* [Problem 1] According to the Matt Wilkinson interview, who arranged Wilkinson's placement at the boutique hotel outside London?
* [Problem 2] The introduction to the Matt Wilkinson interview names the subjects EatWell talks to the chef about. List each of them.
* [Problem 3] In the Matt Wilkinson interview, retype the stretch from "In Conversation with" through "with loved ones.".

* [Excerpted text]

=== Begin Enclosure ===

In Conversation with Matt Wilkinson
For a man who hails from South Yorkshire, England, chef Matt Wilkinson has an unparalleled love for Australia. Then again, you could drop this green-thumbed chef into any corner of the world and he would, no doubt, create dishes that sing of their surrounding land.
The Pope Joan founder and creative director of Four Pillars Gin now boasts another role, that of the self-titled Culinary Captain at the Mornington Peninsula’s Montalto. Working amid the estate’s lush three-acre kitchen garden, Wilkinson may well have found his home away from home. Here, EatWell talks to the chef about his accidental journey into the food world, the power of growing and the joy in sharing a meal with loved ones.
Matt, tell us about your journey into the food world. Where did it begin and how?
It’s a funny story really as I hated cooking to begin with. My parents split when I was little and my father moved above a pub where I started working from a young age. When I left school, I wanted to run a pub but at the age of 16 I couldn’t drink, let alone manage a pub, so I did a hospitality management course. Part of the course was spending one day in the kitchen, which I hated, but my tutor John Stevenson (a former chef) saw something in me and arranged for me to go to work at a boutique hotel on the outskirts of London where his son was the sous chef. It was a two-week placement during which I was supposed to do one week front of house and one week in the kitchen. The crafty old bugger organised two weeks in the kitchen, and after day one I was hooked. The next morning after my first night’s service, I got called into the office with the head chef and general manager of the hotel. Now no good had ever come of me being called into an office before, so it was to my great surprise that they sat me down and offered me a job. I started one month later and have never looked back.

=== End Enclosure ===

Source records

=== Begin Enclosure ===

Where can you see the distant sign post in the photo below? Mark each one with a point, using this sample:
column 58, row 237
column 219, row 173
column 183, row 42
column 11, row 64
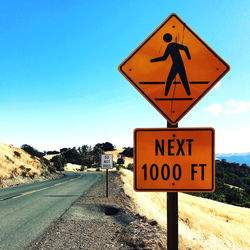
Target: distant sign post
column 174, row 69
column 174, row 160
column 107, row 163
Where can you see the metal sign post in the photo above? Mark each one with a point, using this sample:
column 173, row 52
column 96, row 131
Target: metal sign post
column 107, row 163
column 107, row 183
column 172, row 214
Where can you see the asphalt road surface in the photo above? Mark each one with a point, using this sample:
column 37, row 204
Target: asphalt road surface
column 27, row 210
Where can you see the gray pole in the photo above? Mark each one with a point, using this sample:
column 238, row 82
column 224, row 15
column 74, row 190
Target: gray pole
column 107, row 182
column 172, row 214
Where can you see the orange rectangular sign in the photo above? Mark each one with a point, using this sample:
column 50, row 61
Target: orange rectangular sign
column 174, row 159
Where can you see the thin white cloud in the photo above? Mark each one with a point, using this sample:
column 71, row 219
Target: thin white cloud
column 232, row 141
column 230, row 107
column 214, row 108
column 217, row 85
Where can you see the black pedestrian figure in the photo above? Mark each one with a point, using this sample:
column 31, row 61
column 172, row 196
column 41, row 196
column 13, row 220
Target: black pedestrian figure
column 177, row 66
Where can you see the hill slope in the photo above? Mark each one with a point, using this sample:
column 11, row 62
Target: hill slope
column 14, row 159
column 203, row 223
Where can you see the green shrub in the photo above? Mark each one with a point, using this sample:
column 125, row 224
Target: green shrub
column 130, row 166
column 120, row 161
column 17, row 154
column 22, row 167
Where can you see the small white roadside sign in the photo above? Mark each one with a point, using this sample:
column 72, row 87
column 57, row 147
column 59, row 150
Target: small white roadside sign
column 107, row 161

=== End Enclosure ===
=== Begin Enclosure ===

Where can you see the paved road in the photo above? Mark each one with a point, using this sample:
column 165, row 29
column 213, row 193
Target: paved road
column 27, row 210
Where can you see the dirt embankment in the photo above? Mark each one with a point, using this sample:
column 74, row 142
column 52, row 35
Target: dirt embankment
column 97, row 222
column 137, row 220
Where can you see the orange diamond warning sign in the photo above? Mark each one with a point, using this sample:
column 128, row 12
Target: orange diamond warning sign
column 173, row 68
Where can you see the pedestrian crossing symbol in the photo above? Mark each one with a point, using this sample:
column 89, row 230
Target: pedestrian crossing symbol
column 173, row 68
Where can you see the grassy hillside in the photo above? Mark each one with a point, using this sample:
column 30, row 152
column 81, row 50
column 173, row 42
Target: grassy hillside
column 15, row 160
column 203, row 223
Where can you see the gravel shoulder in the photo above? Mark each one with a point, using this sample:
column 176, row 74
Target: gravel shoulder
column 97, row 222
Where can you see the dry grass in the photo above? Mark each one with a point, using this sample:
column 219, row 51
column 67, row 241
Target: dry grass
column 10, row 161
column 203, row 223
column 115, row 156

=== End Enclosure ===

* [Written response 1] His tutor, John Stevenson, a former chef.

* [Written response 2]
- His accidental journey into the food world
- The power of growing
- The joy in sharing a meal with loved ones

* [Written response 3]
In Conversation with Matt Wilkinson
For a man who hails from South Yorkshire, England, chef Matt Wilkinson has an unparalleled love for Australia. Then again, you could drop this green-thumbed chef into any corner of the world and he would, no doubt, create dishes that sing of their surrounding land.
The Pope Joan founder and creative director of Four Pillars Gin now boasts another role, that of the self-titled Culinary Captain at the Mornington Peninsula’s Montalto. Working amid the estate’s lush three-acre kitchen garden, Wilkinson may well have found his home away from home. Here, EatWell talks to the chef about his accidental journey into the food world, the power of growing and the joy in sharing a meal with loved ones.